CONSIGNE 1 =>
Dans l'homélie, relevez dans l'ordre toutes les lignes qui précèdent la formule « Chers frères et sœurs ».
CONSIGNE 2 =>
Recopiez le passage de l'homélie compris entre « Au centre de » et « pour vous tous. », bornes incluses.

╭─ TEXTE

Trois invitations qui résument le ministère de prêtre
Homélie de la messe chrismale
12 avril 2017
Cathédrale de Toulon
Chers frères et sœurs,
Cette semaine sainte est l’occasion pour chacun d’entre nous de revenir aux fondamentaux de notre vie chrétienne, puisque celle-ci repose sur la mort et la résurrection du Christ, que nous célébrons au cours du Triduum pascal.
Au centre de cette célébration, les prêtres vont renouveler leurs engagements sacerdotaux, redire « oui » à l’appel du Seigneur et de l’Église. Ce « oui » qu’ils ont prononcé au jour de leur ordination. Ce « oui » qui traduit leur volonté de re-choisir leur sacerdoce devant vous tous, pour vous tous.
Les diacres seront associés à ce geste, en ré-assumant leur ministère à la suite du Christ serviteur, qui s’est fait pauvre pour rejoindre dans sa Charité toutes les pauvretés du monde, et y apporter l’évangile du Salut.

╰─
╭─ EXTRAIT DE DONNÉES

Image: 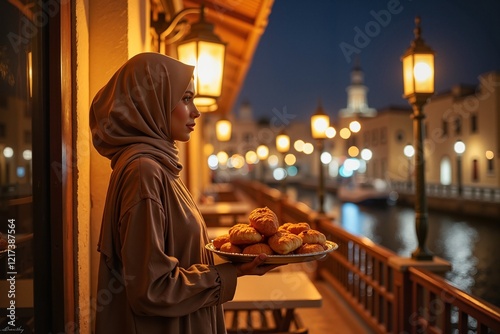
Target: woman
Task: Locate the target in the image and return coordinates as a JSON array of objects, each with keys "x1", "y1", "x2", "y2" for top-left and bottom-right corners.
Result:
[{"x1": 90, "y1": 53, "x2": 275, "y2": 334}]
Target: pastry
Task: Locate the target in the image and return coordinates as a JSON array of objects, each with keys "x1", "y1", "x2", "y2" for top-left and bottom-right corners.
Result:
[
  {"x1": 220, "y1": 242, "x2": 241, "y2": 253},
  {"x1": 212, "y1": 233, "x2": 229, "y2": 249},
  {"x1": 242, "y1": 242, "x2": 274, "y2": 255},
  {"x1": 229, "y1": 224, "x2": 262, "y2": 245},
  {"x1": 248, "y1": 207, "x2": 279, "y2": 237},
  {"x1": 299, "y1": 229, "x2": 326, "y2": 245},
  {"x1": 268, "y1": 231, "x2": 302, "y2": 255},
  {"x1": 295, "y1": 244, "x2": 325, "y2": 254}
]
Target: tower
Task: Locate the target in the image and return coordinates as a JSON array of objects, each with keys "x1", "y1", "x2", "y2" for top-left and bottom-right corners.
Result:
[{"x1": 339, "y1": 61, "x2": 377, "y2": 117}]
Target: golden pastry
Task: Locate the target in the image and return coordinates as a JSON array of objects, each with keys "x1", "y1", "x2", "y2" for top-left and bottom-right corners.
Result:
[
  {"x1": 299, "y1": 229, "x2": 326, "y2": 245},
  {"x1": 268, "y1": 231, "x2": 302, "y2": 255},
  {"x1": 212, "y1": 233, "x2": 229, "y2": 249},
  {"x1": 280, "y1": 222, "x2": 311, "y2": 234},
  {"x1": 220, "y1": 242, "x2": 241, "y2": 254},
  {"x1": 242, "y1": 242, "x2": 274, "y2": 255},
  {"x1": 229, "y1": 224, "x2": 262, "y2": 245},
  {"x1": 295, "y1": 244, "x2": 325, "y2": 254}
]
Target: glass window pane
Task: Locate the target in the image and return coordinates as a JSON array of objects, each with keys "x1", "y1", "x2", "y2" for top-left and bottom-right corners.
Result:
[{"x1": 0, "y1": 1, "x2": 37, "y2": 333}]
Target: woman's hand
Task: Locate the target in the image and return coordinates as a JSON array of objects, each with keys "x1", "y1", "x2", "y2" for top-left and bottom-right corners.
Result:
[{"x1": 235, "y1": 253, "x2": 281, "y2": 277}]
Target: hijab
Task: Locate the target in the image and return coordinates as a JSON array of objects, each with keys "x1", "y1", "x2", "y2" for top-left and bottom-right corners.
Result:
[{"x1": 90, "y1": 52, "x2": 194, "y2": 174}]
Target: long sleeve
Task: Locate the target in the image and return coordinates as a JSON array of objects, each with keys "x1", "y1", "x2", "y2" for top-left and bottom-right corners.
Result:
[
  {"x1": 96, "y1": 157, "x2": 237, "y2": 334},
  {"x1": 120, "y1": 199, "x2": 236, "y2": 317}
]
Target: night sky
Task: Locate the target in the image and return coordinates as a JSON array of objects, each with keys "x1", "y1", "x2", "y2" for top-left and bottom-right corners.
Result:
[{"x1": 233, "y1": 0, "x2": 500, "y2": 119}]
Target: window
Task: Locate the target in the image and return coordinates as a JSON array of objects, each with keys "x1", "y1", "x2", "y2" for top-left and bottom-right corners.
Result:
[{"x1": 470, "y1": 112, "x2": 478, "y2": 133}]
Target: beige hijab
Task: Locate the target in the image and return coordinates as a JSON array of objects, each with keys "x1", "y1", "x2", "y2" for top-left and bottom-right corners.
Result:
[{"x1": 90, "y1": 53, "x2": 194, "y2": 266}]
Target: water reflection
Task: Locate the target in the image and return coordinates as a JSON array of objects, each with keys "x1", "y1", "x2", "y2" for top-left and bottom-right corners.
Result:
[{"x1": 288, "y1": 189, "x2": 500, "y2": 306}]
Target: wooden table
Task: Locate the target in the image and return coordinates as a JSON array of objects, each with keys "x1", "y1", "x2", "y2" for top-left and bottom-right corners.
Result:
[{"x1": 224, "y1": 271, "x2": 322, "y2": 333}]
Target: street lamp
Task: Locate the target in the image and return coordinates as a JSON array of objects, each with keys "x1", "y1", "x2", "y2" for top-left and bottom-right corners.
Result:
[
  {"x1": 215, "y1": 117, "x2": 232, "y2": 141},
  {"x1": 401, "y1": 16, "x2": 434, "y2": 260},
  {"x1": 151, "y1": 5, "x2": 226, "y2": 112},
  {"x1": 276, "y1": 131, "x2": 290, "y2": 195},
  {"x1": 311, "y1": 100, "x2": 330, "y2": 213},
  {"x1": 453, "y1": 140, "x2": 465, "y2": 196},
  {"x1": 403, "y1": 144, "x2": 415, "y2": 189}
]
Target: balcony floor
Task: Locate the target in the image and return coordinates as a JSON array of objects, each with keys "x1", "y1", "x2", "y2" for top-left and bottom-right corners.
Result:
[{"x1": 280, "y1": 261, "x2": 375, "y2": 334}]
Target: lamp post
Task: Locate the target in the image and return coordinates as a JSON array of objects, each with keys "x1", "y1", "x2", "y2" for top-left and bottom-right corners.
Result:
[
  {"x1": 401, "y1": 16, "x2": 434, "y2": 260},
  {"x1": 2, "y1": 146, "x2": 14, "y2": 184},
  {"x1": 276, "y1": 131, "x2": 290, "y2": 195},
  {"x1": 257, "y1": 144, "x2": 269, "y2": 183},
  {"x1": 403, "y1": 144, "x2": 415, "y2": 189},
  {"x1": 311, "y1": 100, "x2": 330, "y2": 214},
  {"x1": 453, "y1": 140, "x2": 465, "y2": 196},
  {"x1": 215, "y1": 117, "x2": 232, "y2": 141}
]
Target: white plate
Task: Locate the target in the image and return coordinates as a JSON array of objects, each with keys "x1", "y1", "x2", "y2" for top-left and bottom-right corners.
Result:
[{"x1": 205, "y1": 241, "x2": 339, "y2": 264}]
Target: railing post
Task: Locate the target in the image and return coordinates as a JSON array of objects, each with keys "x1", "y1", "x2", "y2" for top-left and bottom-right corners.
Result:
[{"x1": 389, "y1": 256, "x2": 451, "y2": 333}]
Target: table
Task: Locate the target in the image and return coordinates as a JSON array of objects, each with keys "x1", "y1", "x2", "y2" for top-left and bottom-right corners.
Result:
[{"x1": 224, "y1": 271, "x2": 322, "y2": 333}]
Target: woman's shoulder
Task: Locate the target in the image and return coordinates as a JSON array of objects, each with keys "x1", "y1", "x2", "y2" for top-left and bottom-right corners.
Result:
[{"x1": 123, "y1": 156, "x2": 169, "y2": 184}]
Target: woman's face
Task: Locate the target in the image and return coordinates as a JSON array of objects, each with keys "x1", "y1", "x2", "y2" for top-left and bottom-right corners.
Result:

╰─

RÉPONSE ATTENDUE 1 =>
- Trois invitations qui résument le ministère de prêtre
- Homélie de la messe chrismale
- 12 avril 2017
- Cathédrale de Toulon

RÉPONSE ATTENDUE 2 =>
Au centre de cette célébration, les prêtres vont renouveler leurs engagements sacerdotaux, redire « oui » à l’appel du Seigneur et de l’Église. Ce « oui » qu’ils ont prononcé au jour de leur ordination. Ce « oui » qui traduit leur volonté de re-choisir leur sacerdoce devant vous tous, pour vous tous.